— Task requirements —
Your answer should be every line of the records that contains the word "nose".

--------------------------------------------------

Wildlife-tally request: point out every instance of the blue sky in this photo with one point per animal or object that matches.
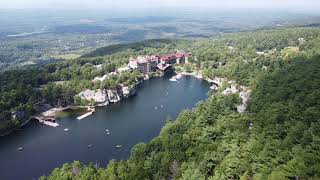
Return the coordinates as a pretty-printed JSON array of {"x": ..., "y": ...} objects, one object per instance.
[{"x": 18, "y": 4}]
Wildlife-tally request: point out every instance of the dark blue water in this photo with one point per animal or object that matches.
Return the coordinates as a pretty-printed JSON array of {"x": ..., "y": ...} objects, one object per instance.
[{"x": 131, "y": 121}]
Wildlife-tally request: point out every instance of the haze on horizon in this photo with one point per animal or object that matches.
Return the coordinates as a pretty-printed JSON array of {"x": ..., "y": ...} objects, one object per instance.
[{"x": 144, "y": 4}]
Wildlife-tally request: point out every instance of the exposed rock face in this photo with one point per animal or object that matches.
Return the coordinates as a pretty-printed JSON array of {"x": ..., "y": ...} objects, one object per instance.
[
  {"x": 232, "y": 89},
  {"x": 218, "y": 81},
  {"x": 214, "y": 87},
  {"x": 98, "y": 96},
  {"x": 245, "y": 96},
  {"x": 128, "y": 91},
  {"x": 113, "y": 96}
]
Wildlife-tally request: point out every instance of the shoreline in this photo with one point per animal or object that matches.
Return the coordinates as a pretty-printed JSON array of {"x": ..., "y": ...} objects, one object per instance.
[{"x": 50, "y": 115}]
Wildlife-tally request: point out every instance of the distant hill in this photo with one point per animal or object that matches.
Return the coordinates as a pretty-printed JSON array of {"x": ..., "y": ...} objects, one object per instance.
[{"x": 153, "y": 43}]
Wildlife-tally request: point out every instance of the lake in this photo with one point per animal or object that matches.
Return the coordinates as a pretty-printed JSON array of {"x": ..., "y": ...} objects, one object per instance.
[{"x": 136, "y": 119}]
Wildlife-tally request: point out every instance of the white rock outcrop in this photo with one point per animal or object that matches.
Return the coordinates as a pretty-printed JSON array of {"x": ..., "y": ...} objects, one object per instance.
[
  {"x": 244, "y": 96},
  {"x": 113, "y": 96},
  {"x": 98, "y": 96},
  {"x": 128, "y": 91}
]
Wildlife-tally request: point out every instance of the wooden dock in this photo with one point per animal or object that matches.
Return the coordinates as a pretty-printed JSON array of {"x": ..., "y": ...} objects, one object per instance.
[{"x": 90, "y": 109}]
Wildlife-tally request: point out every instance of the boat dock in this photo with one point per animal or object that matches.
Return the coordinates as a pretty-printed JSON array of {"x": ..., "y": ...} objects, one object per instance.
[
  {"x": 91, "y": 110},
  {"x": 49, "y": 123}
]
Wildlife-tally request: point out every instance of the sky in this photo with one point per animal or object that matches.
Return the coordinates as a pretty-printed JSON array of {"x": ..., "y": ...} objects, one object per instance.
[{"x": 109, "y": 4}]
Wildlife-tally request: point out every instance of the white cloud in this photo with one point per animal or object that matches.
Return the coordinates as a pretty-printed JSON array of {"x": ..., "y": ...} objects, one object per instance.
[{"x": 153, "y": 3}]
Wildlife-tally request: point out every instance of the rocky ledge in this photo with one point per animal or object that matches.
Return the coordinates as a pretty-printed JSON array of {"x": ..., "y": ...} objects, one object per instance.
[{"x": 102, "y": 97}]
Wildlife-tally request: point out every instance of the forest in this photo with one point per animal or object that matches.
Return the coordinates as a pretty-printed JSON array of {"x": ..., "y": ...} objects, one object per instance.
[{"x": 277, "y": 137}]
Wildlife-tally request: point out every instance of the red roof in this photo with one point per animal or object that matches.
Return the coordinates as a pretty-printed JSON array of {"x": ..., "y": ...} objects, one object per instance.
[{"x": 174, "y": 56}]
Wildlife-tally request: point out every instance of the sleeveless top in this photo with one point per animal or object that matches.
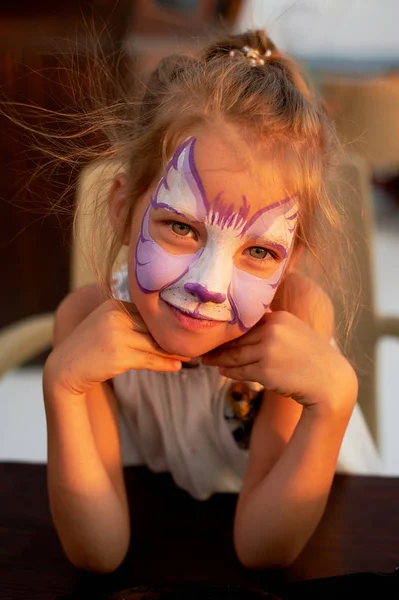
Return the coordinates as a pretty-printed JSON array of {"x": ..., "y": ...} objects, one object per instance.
[{"x": 196, "y": 424}]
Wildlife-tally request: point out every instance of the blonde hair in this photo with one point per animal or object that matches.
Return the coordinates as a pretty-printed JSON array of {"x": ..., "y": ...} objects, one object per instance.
[
  {"x": 271, "y": 103},
  {"x": 275, "y": 107}
]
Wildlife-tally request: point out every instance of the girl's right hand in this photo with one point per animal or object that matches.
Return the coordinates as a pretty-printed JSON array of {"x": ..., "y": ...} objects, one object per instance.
[{"x": 104, "y": 345}]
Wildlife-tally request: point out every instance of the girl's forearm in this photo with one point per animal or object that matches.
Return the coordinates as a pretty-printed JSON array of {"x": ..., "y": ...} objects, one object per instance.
[
  {"x": 91, "y": 519},
  {"x": 276, "y": 518}
]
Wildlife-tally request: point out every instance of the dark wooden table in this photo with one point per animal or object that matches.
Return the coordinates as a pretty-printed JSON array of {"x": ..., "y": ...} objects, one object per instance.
[{"x": 179, "y": 539}]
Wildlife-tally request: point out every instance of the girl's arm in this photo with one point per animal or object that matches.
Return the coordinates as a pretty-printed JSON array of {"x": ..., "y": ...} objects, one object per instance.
[
  {"x": 293, "y": 455},
  {"x": 85, "y": 477}
]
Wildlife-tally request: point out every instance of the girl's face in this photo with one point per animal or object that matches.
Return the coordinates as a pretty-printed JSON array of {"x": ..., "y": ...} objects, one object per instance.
[{"x": 209, "y": 242}]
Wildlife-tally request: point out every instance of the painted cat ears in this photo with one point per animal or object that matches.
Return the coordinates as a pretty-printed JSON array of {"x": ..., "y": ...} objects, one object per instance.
[{"x": 181, "y": 175}]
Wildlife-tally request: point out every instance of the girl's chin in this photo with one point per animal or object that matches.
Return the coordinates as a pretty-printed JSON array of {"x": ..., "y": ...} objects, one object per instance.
[{"x": 191, "y": 348}]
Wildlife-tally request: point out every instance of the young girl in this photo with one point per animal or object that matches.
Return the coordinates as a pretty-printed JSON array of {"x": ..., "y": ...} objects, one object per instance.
[{"x": 211, "y": 346}]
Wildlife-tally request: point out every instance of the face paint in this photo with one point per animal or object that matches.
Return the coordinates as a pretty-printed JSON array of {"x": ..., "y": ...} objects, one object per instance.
[{"x": 207, "y": 283}]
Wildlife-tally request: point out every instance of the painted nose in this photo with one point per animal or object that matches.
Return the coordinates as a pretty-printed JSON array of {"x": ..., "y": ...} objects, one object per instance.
[{"x": 203, "y": 294}]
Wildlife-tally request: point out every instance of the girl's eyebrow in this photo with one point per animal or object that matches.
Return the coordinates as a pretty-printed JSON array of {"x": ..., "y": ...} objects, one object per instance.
[{"x": 184, "y": 215}]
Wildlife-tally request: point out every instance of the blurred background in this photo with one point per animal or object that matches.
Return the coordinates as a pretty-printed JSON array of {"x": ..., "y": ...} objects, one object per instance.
[{"x": 351, "y": 49}]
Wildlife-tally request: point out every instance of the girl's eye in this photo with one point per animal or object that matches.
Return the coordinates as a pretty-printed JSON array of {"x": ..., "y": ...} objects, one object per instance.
[
  {"x": 258, "y": 252},
  {"x": 180, "y": 228}
]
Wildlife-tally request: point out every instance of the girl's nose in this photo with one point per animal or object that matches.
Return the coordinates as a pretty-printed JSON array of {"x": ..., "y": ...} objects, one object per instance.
[{"x": 203, "y": 294}]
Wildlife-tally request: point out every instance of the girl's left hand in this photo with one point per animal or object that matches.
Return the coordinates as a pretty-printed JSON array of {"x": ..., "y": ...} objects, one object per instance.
[{"x": 287, "y": 356}]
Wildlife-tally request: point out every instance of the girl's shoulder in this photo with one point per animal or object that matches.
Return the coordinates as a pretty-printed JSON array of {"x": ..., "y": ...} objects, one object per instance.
[{"x": 75, "y": 307}]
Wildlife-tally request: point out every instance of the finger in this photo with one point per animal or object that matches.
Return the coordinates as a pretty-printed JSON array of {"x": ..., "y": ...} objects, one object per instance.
[
  {"x": 241, "y": 373},
  {"x": 240, "y": 355}
]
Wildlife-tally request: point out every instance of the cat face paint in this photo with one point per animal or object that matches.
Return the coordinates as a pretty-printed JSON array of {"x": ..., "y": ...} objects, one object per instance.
[{"x": 207, "y": 283}]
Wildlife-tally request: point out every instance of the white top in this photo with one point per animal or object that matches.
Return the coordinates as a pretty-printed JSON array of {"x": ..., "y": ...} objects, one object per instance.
[{"x": 176, "y": 422}]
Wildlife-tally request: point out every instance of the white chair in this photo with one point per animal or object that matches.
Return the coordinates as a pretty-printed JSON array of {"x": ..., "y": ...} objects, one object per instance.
[{"x": 23, "y": 340}]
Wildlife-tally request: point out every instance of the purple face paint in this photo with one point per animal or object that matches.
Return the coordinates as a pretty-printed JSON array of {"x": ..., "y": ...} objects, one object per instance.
[{"x": 208, "y": 283}]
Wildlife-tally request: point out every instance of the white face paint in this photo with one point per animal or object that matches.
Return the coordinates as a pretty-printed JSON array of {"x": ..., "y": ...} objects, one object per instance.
[{"x": 208, "y": 284}]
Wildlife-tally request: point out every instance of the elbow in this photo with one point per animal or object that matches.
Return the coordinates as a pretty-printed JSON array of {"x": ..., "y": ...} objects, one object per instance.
[
  {"x": 266, "y": 558},
  {"x": 98, "y": 564},
  {"x": 96, "y": 560}
]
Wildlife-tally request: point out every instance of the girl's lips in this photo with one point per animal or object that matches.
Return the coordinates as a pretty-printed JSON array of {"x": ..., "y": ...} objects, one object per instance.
[{"x": 192, "y": 323}]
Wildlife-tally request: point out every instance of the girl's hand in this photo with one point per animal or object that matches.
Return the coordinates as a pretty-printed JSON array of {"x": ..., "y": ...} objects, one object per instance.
[
  {"x": 104, "y": 345},
  {"x": 287, "y": 356}
]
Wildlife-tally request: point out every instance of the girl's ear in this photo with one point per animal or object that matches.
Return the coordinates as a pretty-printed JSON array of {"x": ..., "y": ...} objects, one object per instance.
[
  {"x": 117, "y": 205},
  {"x": 296, "y": 254}
]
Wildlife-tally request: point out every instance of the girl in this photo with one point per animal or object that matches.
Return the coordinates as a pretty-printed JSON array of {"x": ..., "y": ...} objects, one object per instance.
[{"x": 210, "y": 344}]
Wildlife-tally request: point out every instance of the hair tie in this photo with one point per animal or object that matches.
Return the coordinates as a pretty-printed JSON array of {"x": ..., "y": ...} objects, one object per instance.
[{"x": 253, "y": 55}]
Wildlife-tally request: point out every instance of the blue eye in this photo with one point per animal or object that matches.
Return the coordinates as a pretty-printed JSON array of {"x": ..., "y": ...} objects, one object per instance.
[
  {"x": 258, "y": 252},
  {"x": 180, "y": 228}
]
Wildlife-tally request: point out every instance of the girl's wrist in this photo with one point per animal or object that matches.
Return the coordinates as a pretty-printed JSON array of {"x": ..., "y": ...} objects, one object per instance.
[{"x": 337, "y": 399}]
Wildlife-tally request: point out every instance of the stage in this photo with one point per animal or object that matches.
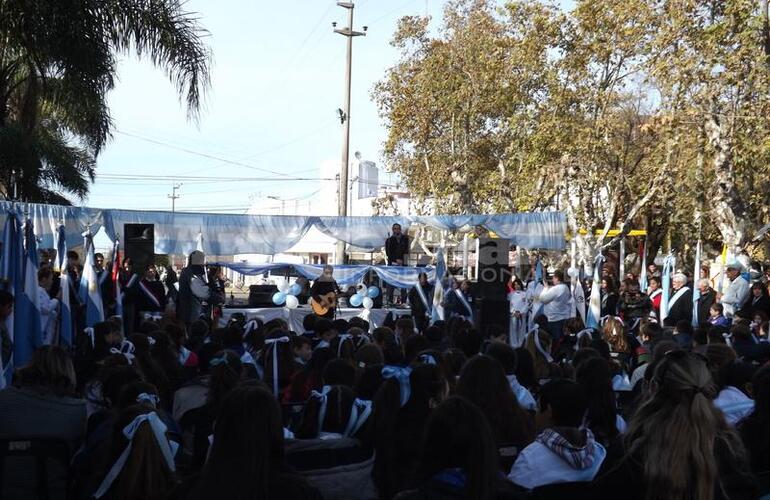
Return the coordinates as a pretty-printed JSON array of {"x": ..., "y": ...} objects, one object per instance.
[{"x": 294, "y": 317}]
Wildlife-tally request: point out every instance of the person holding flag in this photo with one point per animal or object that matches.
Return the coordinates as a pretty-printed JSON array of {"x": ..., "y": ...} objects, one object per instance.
[
  {"x": 65, "y": 312},
  {"x": 90, "y": 294},
  {"x": 151, "y": 299}
]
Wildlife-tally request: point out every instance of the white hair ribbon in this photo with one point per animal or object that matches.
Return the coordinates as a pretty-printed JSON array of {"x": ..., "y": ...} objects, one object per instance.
[
  {"x": 535, "y": 333},
  {"x": 359, "y": 414},
  {"x": 343, "y": 338},
  {"x": 91, "y": 335},
  {"x": 273, "y": 342},
  {"x": 129, "y": 431},
  {"x": 323, "y": 397}
]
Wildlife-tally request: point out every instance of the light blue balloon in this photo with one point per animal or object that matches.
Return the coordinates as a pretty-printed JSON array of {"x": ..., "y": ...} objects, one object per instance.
[
  {"x": 279, "y": 298},
  {"x": 356, "y": 300}
]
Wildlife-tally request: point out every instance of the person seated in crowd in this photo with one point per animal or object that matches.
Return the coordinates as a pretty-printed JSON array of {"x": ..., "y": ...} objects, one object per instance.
[
  {"x": 402, "y": 407},
  {"x": 458, "y": 458},
  {"x": 734, "y": 383},
  {"x": 247, "y": 460},
  {"x": 482, "y": 381},
  {"x": 595, "y": 377},
  {"x": 42, "y": 403},
  {"x": 677, "y": 435},
  {"x": 564, "y": 451},
  {"x": 755, "y": 429},
  {"x": 141, "y": 460},
  {"x": 506, "y": 356}
]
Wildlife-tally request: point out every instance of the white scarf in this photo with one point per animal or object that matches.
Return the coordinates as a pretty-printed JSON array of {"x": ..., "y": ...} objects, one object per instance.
[{"x": 677, "y": 295}]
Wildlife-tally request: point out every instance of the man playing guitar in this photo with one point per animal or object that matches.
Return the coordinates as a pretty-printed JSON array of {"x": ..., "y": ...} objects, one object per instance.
[{"x": 323, "y": 294}]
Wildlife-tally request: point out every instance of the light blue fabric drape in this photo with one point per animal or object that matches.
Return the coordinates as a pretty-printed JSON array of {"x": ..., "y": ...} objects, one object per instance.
[
  {"x": 222, "y": 234},
  {"x": 47, "y": 218},
  {"x": 179, "y": 232},
  {"x": 366, "y": 233},
  {"x": 398, "y": 276}
]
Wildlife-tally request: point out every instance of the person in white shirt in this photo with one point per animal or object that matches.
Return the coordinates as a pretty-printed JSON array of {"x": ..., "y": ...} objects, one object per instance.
[
  {"x": 563, "y": 452},
  {"x": 49, "y": 308},
  {"x": 557, "y": 300},
  {"x": 737, "y": 292}
]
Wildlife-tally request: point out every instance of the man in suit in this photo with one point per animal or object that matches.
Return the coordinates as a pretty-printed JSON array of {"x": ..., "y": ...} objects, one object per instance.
[
  {"x": 396, "y": 249},
  {"x": 707, "y": 297},
  {"x": 680, "y": 303}
]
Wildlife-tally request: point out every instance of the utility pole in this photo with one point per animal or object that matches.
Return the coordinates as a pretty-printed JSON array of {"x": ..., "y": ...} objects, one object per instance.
[
  {"x": 342, "y": 202},
  {"x": 174, "y": 196}
]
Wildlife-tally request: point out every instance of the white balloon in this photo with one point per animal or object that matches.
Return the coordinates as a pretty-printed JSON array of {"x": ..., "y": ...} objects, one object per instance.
[{"x": 292, "y": 302}]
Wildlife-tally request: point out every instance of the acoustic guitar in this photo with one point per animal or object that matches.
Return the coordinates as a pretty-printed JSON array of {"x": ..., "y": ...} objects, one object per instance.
[{"x": 322, "y": 304}]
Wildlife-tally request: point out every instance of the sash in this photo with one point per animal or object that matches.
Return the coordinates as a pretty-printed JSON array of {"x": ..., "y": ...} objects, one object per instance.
[
  {"x": 464, "y": 302},
  {"x": 423, "y": 298},
  {"x": 677, "y": 295},
  {"x": 149, "y": 294}
]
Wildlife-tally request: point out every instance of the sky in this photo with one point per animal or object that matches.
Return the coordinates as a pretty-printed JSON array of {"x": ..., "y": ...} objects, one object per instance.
[
  {"x": 276, "y": 82},
  {"x": 277, "y": 77}
]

--------------------------------------------------

— Written solution —
Wildlife-tally request: point out every instance of the painted nose in this photo with one point per animal or object that matches.
Wildlife-tally request: point out every instance of the girl's nose in this photo with one point per animal or object that matches.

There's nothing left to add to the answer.